— BEGIN —
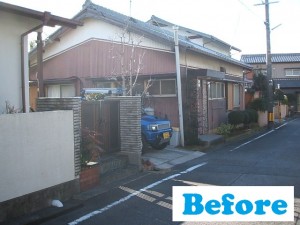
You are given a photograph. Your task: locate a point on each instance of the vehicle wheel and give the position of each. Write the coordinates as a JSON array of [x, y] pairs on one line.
[[160, 147]]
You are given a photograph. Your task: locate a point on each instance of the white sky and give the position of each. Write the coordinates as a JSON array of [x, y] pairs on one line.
[[237, 22]]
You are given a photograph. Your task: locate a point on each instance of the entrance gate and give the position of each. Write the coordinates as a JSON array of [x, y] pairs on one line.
[[102, 117]]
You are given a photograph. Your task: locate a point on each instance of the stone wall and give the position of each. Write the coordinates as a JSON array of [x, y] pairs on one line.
[[51, 104]]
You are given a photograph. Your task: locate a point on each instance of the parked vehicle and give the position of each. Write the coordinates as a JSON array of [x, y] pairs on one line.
[[155, 132]]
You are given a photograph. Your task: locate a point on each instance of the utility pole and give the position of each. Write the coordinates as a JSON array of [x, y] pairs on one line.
[[269, 66], [179, 93]]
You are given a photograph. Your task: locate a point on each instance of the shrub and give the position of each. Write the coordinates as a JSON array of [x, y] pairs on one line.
[[224, 129], [259, 104], [236, 117], [253, 115]]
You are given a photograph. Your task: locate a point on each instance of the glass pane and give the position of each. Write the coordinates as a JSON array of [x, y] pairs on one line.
[[288, 72], [53, 91], [236, 95], [168, 87], [296, 72], [155, 88], [222, 90], [213, 90], [67, 91]]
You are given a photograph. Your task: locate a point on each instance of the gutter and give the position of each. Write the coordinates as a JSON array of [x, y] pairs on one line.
[[24, 109]]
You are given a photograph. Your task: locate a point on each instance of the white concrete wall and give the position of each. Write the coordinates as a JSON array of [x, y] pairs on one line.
[[37, 152], [12, 27]]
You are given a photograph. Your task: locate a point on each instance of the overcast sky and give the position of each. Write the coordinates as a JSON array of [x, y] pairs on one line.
[[238, 22]]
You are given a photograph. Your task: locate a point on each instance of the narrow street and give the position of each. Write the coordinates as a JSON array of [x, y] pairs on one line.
[[270, 159]]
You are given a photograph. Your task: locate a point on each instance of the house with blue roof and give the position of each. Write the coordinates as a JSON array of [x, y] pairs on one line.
[[285, 73], [112, 50]]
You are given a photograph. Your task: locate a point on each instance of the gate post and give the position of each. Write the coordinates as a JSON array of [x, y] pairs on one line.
[[130, 128]]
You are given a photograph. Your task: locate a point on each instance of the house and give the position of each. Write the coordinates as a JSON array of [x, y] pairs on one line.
[[112, 49], [16, 23], [285, 73], [28, 181]]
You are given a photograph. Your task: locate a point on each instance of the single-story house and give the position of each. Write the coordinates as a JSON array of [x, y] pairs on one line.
[[112, 49], [16, 23], [285, 73]]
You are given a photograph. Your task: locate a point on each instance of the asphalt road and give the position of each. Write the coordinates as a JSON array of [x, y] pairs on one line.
[[269, 159]]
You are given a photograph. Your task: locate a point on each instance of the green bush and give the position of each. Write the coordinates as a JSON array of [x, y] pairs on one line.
[[253, 115], [259, 104], [224, 129], [236, 117]]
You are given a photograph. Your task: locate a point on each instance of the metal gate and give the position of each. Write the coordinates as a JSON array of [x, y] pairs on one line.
[[102, 117]]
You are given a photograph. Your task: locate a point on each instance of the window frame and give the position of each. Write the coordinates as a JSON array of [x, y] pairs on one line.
[[292, 70], [60, 90], [238, 95], [160, 87], [216, 90]]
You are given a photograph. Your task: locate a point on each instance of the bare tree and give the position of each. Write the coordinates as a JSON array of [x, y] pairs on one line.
[[128, 59]]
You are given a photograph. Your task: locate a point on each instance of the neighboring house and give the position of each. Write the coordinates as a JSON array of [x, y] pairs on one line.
[[37, 160], [16, 23], [96, 55], [285, 73]]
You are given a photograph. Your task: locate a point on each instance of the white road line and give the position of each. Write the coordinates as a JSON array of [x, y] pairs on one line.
[[99, 211], [248, 142]]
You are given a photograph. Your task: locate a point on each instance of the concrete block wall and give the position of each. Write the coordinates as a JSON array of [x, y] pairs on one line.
[[51, 104], [130, 127]]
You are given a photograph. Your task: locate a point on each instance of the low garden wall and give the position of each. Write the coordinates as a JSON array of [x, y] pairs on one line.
[[37, 160]]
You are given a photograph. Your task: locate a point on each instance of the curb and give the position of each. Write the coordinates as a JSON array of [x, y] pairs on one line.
[[47, 214]]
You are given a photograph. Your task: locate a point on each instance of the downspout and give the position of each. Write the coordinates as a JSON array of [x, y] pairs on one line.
— END —
▶ [What is expected]:
Update every item above by replacing "a photograph" with "an image", changing nothing else, and leave the pictures out of your answer.

▶ [Exercise output]:
You are given an image. Your task: locate a point on each instance of the vehicle wheel and give the position of each. Write the coordinates as a JSON array of [x, y] pairs on one line.
[[160, 147]]
You are given an image. Your task: locate a point on each instance of the white sky and give the position of each. Write the coordinates as a JSON array of [x, y] pairs on one line.
[[237, 22]]
You are given an image. Your task: locate a point on each instance of the entrance gate and give the position of each. Write the coordinates as a JSON array of [x, y] pairs on one line.
[[102, 117]]
You are given an image. Your task: locate a point on each instance of the stone wall and give the position of each. Write the coordinates as a JSON array of [x, y] pairs on one line.
[[51, 104]]
You are given an image. Your task: locate a point on each instance of the parked vehicle and give the position of each. Write the coordinates as a JSON array of [x, y] pairs on one line.
[[155, 132]]
You are given an image. Your task: locate a point on each instance of the utility pole and give the position of each. Write the coordinates as a JSON array of [x, y] pairs on one line.
[[269, 66], [179, 93]]
You are given an image. Your task: locate a point on each instance of the shrub and give the position of each. Write the coordinates as a JSON array of [x, y] pairs on one line.
[[224, 129], [259, 104], [236, 117], [253, 115]]
You are given an image. Your task: locate a point on each instance of the glass pane and give the position of each. Write the coordinates as a JSON array of [x, y] pairs on one line.
[[288, 72], [53, 91], [236, 95], [168, 87], [296, 72], [155, 88], [222, 90], [213, 90], [67, 91]]
You are given an image. Your task: locate a point on each instance of the gutter and give the position of each. Write the coordinates as a JSON array of [x, y] pairs on one line.
[[24, 109]]
You are given an image. Your task: locate a point on each instance of the white concrete wall and give the position of each. Write the coordinates as a JSON array of [x, y] pairs on one line.
[[37, 152], [12, 27]]
You are given an image. Your task: locate a point on each instance of the overcast sky and give the position of each. Write the coordinates as a JSON array of [x, y] pairs on one line.
[[238, 22]]
You are given an image. Your task: locate a point on each instance of the narrow street and give the position of each. Write the coordinates as a JSON array of [x, y] pairs on one line.
[[270, 159]]
You are given an image. Your task: locate a point on each instance of the house with blue roof and give the position of each. Write the coordinates as a JSON array of [x, y] pairs on one line.
[[285, 73], [112, 50]]
You are given an image. Your task: locate a point on each instance of the gate post and give the position of each. Write the coordinates as a JSON array of [x, y] pairs on one line.
[[130, 128]]
You are given an image. Your task: locate a point on each instance of the house and give the position of each. Write the coordinates as a JSON array of [x, y] pairs on one line.
[[112, 49], [16, 23], [285, 73], [28, 181]]
You are given an image. Your task: locate a point on each instance of the single-story house and give the position of each. Write the coordinates as a JSON array of [x, y] pairs on one line.
[[112, 49], [16, 23], [285, 73]]
You are given an image. Your task: locate a point on each instance of the asphalt road and give the position of each. Write the coordinates as a JSON array of [x, y] pairs on one line.
[[269, 159]]
You are given an image. Your task: locate a point on each instance of the green bush and give the position of each. Write the coordinates as a JSON array of [x, y] pairs on one line.
[[253, 115], [259, 104], [224, 129], [236, 117]]
You are given an image. Your task: locate a point on each instance of the metal gate and give the position of each. Write the coordinates as a JSON array of [x, y] pairs on one line.
[[102, 117]]
You are given an image. Your task: locate a point on each instance of the window frame and give the position of each. Write the coordinates as a JSON array of [x, y] pairs on one line.
[[292, 70], [60, 90], [238, 95], [160, 87], [216, 90]]
You are given an image. Your task: locate a point on each instance of the bare tree and give the position of each. Write the coordinates as a JSON array of [x, y] pairs on one line.
[[128, 59]]
You are given an image. Your task: locate a point on each instance of the neighboring house and give the position of each. Write the coordinates as a JSON array of [x, y] pairs on one line.
[[37, 160], [16, 23], [96, 55], [285, 73]]
You are given an image. Your task: locate a point on each instance of the white road line and give the position of each. Write the coordinates as a JSON array of [x, y] pairs on one line.
[[99, 211], [248, 142]]
You are given an image. Your task: locate a point on each instance of the concrete block wall and give the position of each. Write the coordinates as a JSON array of [x, y] pairs on one line.
[[51, 104], [130, 127]]
You are given an image. Your task: locate a point on each instance of the low garden wall and give the position of each. Write the coordinates as a JSON array of [x, y] pairs on one line.
[[37, 160]]
You are given an image. Your task: locate a point on each instance of the curb and give the position of each. Write the coordinates as a JSON array of [x, y] pairs on one line.
[[47, 214]]
You are given an image. Your task: locate a point on each instance of the downspout and give the position of each. Write the coordinates as a JSON array of [x, y] pairs on one line.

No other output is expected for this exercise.